Task statement
Write out every line below again exactly as it stands, skipping each image.

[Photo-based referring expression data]
#####
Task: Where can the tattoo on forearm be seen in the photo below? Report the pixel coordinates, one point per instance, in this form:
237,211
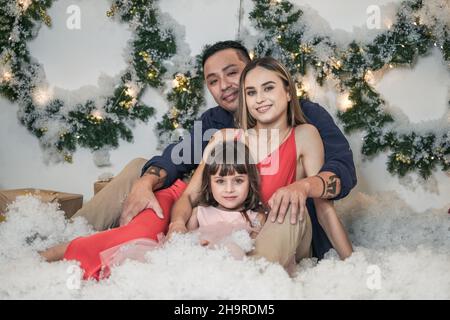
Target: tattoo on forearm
332,186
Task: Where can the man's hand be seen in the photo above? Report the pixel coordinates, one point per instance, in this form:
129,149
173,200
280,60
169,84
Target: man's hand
141,197
291,197
176,227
#####
Written response
Task: Where can the tattoo on forearm be seen in the photo below? Report the pixel coordinates, one point per instance, in this form:
237,211
Target: tattoo on forearm
332,186
Task: Where can the man's hand be seen in the photo above? Report the pixel coordinates, one point per instance, in this form:
129,149
173,200
280,60
169,84
Target: man's hand
141,197
291,197
176,227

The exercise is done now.